▸ **Exercise**
The line containing "the decorative pilaster." and every line after it, through the last, are to be extracted exactly; no other lines belong in the answer.

▸ **Material for this exercise**

====================

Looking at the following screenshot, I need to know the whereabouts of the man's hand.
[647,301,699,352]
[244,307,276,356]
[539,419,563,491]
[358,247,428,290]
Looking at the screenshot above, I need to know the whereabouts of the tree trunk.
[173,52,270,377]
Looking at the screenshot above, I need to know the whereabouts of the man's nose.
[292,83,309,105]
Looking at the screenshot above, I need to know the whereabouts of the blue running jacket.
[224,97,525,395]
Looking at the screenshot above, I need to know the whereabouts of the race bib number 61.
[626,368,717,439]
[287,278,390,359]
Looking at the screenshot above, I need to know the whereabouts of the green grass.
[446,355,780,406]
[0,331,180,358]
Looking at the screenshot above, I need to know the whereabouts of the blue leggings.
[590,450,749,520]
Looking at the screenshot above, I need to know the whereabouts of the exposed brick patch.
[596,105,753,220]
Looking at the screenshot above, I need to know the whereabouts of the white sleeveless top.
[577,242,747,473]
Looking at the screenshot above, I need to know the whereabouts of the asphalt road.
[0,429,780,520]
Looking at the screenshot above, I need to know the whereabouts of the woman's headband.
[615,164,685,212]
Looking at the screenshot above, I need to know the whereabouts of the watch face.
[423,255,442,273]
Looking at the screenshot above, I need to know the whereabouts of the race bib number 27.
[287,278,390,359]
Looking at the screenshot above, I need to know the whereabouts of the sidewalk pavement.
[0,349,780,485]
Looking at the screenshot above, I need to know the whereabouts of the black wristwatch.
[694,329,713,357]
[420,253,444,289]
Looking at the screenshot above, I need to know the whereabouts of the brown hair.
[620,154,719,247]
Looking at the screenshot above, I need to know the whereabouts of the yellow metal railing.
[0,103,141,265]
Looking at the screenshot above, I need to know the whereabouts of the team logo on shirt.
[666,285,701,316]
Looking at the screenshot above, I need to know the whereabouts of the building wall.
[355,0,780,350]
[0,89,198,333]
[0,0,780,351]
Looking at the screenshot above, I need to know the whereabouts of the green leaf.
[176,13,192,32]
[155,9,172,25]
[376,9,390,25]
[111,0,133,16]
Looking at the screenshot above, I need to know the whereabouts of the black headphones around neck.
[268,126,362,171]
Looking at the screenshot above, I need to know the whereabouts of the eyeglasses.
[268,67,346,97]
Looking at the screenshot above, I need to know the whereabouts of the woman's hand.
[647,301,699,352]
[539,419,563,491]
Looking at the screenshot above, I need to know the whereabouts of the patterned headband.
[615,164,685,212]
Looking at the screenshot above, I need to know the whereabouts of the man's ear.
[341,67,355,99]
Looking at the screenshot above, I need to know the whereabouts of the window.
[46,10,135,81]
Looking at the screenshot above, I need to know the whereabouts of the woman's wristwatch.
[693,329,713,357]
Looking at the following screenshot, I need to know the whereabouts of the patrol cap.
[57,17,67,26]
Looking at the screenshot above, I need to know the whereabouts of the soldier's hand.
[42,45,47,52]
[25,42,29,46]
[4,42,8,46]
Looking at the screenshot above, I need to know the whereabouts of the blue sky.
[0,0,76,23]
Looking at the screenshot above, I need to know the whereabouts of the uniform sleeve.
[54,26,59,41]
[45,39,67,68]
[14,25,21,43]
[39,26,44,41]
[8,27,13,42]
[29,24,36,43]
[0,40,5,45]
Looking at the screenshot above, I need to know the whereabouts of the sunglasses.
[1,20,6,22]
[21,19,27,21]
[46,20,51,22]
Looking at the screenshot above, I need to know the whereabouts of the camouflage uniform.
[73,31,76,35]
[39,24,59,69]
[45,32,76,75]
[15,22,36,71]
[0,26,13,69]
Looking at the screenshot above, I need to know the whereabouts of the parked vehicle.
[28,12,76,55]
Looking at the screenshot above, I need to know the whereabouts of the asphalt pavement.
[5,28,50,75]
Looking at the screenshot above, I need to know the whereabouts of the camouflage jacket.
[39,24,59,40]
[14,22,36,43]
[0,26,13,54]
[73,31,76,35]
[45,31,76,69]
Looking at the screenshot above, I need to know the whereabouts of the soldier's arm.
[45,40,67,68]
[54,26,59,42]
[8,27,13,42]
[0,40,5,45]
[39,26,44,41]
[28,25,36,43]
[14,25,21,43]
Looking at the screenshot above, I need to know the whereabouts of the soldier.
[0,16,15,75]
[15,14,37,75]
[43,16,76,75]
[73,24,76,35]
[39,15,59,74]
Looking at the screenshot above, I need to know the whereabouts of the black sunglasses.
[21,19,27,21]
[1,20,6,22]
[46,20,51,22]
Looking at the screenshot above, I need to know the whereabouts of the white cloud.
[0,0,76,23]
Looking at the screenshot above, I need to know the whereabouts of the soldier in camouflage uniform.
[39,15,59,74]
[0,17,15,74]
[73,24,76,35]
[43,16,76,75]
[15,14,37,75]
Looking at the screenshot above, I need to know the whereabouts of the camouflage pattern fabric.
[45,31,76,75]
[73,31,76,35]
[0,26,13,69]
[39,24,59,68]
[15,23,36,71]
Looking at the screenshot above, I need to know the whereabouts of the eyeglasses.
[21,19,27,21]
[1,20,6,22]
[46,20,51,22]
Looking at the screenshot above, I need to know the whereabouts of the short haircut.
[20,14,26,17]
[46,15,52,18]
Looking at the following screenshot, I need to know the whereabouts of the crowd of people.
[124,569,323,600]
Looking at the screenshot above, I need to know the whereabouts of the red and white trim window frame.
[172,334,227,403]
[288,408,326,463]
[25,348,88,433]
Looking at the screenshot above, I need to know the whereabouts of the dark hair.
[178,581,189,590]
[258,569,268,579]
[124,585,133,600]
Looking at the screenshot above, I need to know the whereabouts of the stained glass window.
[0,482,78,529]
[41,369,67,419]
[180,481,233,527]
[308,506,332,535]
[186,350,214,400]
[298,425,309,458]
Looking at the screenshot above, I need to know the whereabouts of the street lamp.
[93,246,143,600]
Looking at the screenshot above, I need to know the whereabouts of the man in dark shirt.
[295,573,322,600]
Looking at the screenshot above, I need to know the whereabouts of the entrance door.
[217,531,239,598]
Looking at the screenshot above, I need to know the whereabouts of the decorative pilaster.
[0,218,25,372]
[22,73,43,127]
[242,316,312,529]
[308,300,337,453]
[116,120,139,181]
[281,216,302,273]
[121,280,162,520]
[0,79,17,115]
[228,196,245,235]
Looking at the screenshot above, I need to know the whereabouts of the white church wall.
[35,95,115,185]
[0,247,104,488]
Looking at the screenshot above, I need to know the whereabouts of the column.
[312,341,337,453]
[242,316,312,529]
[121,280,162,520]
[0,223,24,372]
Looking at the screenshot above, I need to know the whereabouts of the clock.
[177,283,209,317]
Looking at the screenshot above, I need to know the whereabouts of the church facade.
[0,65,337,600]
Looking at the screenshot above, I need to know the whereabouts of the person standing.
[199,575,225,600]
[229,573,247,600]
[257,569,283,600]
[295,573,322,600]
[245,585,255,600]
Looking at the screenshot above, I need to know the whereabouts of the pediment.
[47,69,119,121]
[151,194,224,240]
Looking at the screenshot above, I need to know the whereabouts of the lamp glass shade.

====================

▸ **Right answer**
Looking at the screenshot above, I need to know the whereabouts of the decorative pilaster.
[0,218,25,372]
[22,73,43,127]
[242,316,312,529]
[308,300,337,453]
[116,120,139,181]
[281,216,302,273]
[121,280,162,520]
[0,79,17,115]
[228,196,245,235]
Looking at the screenshot above, I need to know the whereabouts of the white church wall.
[35,95,115,185]
[0,247,104,488]
Looking at the screenshot above, I need to know the whereabouts of the column.
[312,341,337,453]
[242,316,312,529]
[121,280,162,520]
[0,223,24,372]
Looking at the screenshot above, I need to know the whereabouts of the clock.
[177,283,209,317]
Looking at the screenshot above, I need to know the whereabouts of the church facade.
[0,65,337,600]
Looking at the screenshot above, I need to know the whereabouts of the person standing.
[199,575,225,600]
[229,573,247,600]
[257,569,283,600]
[295,573,322,600]
[245,585,255,600]
Looking at the screenshot above, I need to know the whereabouts of the pediment.
[47,69,119,121]
[151,194,224,240]
Looking at the screenshot above, I need to know the whereabouts of the lamp glass shade.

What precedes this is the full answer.